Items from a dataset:
════════════════
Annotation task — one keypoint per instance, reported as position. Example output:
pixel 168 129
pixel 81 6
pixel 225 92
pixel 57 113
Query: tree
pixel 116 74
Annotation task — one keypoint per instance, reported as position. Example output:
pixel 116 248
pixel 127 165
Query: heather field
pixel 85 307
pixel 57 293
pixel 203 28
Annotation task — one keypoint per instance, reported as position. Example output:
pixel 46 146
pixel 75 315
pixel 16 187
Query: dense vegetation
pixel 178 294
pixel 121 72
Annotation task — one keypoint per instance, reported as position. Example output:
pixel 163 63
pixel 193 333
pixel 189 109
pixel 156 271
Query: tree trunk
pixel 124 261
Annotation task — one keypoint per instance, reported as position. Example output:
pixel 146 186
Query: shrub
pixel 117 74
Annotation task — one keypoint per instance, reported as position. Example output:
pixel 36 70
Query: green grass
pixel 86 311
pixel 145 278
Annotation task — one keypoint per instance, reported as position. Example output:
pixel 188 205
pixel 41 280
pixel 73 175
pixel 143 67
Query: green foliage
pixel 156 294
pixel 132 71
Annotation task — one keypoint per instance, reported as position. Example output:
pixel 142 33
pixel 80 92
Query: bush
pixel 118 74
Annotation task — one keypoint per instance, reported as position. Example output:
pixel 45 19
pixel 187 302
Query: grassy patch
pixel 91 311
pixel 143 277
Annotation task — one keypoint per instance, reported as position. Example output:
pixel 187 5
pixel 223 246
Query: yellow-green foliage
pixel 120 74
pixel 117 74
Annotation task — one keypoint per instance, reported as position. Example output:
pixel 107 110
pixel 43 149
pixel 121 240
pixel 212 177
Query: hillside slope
════════════════
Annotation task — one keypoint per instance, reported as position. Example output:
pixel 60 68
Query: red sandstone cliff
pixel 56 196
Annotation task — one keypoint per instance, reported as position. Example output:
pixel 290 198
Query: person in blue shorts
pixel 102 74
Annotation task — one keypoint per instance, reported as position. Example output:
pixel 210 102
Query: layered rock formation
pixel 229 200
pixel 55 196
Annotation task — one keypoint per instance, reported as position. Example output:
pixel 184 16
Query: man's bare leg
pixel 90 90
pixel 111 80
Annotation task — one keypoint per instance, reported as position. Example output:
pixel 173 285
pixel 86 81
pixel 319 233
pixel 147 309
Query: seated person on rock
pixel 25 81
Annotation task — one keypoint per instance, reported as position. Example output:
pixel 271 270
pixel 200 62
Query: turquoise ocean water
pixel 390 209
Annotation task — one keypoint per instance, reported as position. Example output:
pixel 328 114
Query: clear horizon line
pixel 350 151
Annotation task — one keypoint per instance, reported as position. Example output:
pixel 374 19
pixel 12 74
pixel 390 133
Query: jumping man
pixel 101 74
════════════════
List every line of the material above that contains the string "foliage", matching case exactly.

Query: green foliage
Query: yellow-green foliage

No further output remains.